### [Referring expression pointing data]
·····

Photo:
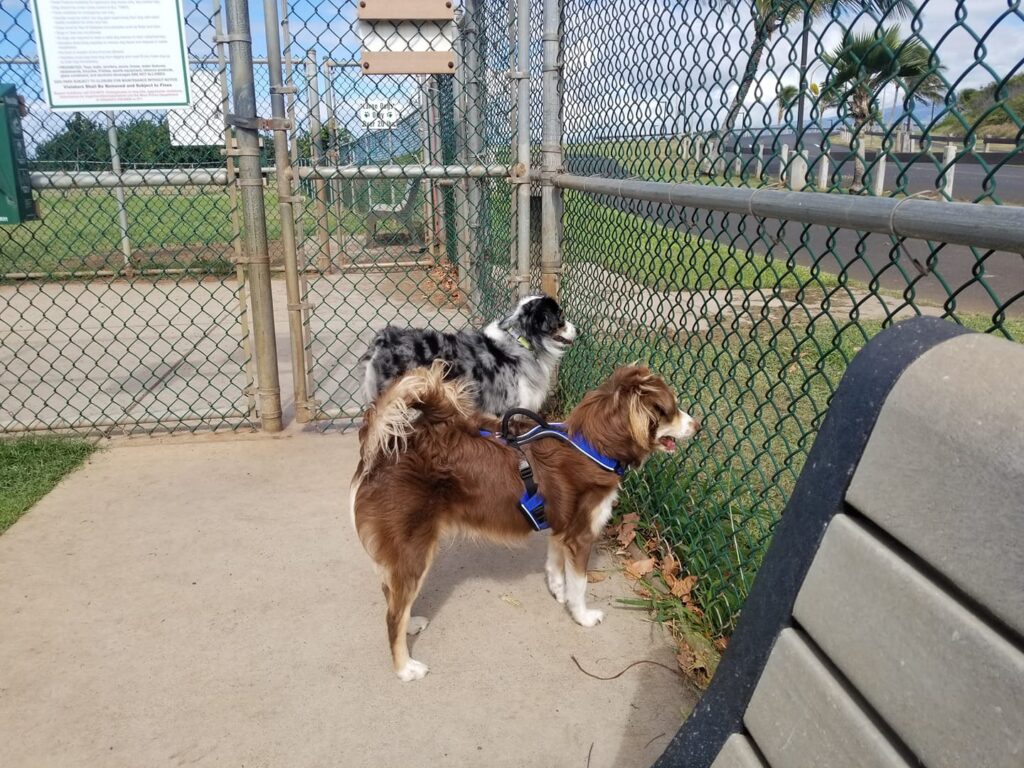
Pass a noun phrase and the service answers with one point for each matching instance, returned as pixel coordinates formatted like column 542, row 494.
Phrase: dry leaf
column 639, row 568
column 682, row 587
column 670, row 566
column 627, row 532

·····

### [Exercise details]
Please repeat, exactly and only, the lines from the one containing "Pass a noun" through the last line of the records, both included.

### [Response area]
Pass a noun phrase and the service answers with one point for each matching instance, returned as pixel coordinates formatted like column 542, row 494.
Phrase: dry leaf
column 639, row 568
column 682, row 587
column 670, row 566
column 627, row 532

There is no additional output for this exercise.